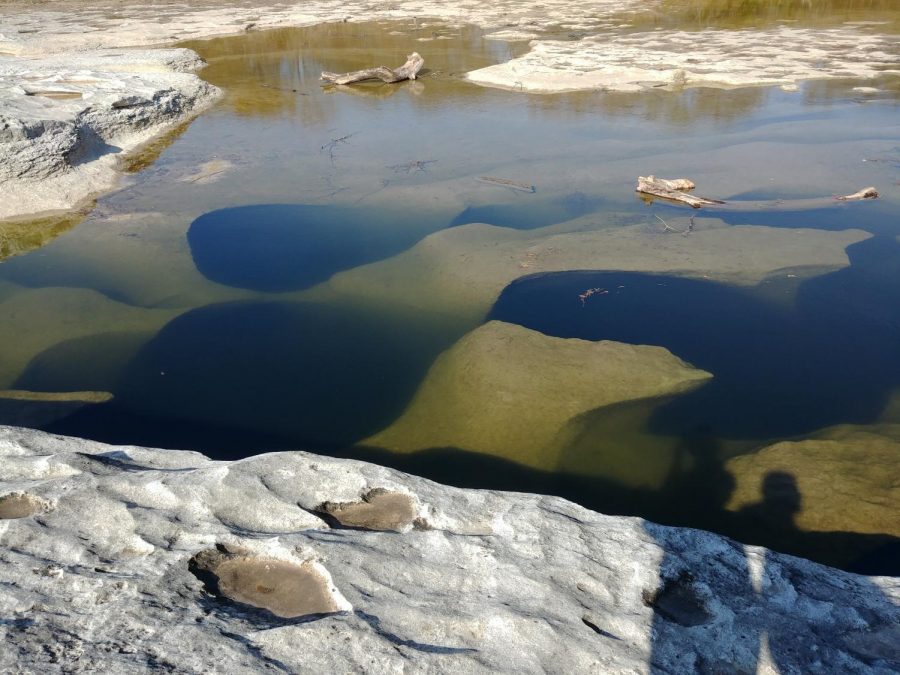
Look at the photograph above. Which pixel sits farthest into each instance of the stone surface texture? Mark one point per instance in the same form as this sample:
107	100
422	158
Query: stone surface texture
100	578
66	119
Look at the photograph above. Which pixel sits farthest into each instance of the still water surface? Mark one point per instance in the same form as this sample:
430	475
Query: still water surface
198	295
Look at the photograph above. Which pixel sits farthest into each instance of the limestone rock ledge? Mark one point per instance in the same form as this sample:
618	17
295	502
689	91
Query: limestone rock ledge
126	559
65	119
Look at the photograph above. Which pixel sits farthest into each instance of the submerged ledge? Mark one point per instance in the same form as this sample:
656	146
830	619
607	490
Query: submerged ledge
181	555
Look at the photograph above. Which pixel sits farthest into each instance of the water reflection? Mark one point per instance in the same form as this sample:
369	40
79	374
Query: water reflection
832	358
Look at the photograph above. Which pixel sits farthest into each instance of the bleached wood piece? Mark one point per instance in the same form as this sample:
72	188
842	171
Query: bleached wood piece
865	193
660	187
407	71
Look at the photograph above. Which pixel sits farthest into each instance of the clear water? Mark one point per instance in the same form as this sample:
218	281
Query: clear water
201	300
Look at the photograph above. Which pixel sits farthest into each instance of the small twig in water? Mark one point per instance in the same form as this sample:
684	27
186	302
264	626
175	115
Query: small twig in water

-------

**What this task involves:**
Write out the entries again, exactly as given, skipping any images.

**Solution:**
Look at the photograph above. Which pixel sits farthest into each instance of the stone surface texture? Mark one point per instance in the same form as this sample:
107	100
422	158
Query: stone surface texture
100	578
66	119
Look at the photograph above. Which pixel sits farthest into each instance of the still water surface? Mark one point per instance in the same form as this sample:
430	475
Query: still water surface
198	295
Look at the photograph above. Which pixel sits farthest into each instance of the limestone rock ledge? Mark one point per instance in the same form as this sample:
618	17
295	502
689	91
Query: limestone rock ledge
126	559
65	119
Look at the photograph above. Which pixel sits farthest into each instance of the submerged ledge? Mark one point per instance in the same form as this sample:
656	146
830	619
607	490
Query: submerged ledge
181	555
Look at the photograph above. Which pixel sits farthest into each instance of the water reflection? Mark one point per instance in the same form as this sample:
369	40
79	374
Query: water reflection
832	358
Look at the photograph above. Which pixel sits farthest into each instance of the bleached wood piece? Mark one point per instance in the same form as this sample:
72	188
842	171
Query: bleached wood piece
865	193
660	187
407	71
Look at the photograph above. Which pixel sits farthest into each instance of the clear water? Mark one point per instance in the same form as this sample:
218	281
Query: clear water
201	300
Look at the photograph above. Which pixel sits farthest into each instance of the small twig in water? Mark one point per instance in the same form as this sample:
684	27
186	302
264	626
175	115
Query: small twig in water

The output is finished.